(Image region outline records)
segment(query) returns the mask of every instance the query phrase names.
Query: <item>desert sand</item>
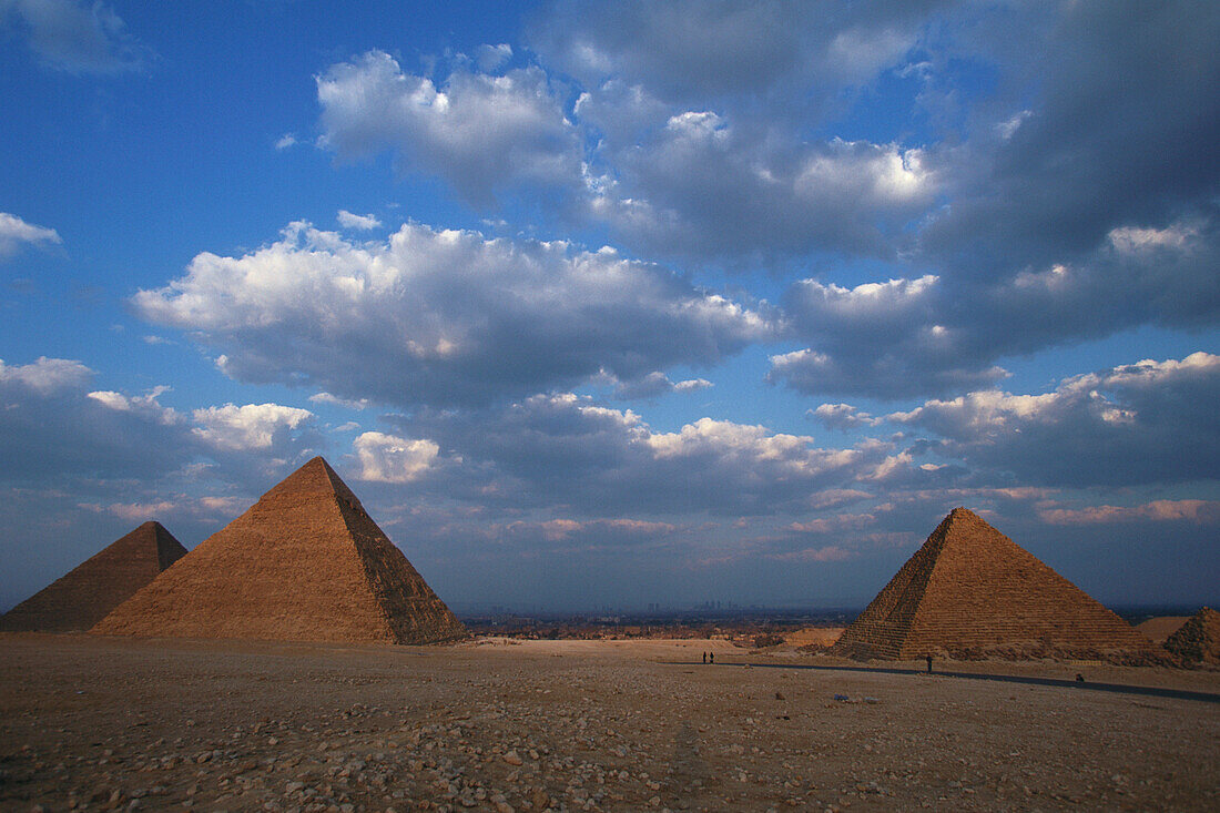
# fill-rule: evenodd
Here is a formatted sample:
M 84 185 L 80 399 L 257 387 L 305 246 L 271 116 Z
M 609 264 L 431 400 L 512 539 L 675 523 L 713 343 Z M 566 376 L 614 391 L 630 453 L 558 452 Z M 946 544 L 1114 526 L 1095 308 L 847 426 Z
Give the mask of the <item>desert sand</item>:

Written request: Rewrite the records above with every "mask" changed to "region" and all other text kept as is. Omit the pictures from your answer.

Written answer:
segment(query) returns the region of every instance the query phrase names.
Query: <item>desert sand</item>
# fill-rule: evenodd
Here is a formatted sample:
M 84 185 L 80 399 L 257 387 L 305 246 L 271 116 Z
M 609 264 L 431 400 L 512 539 L 675 523 L 713 343 Z M 566 376 L 614 391 L 630 453 L 558 452 Z M 946 544 L 1114 526 L 1095 308 L 847 426 Z
Give the region of the <item>desert sand</item>:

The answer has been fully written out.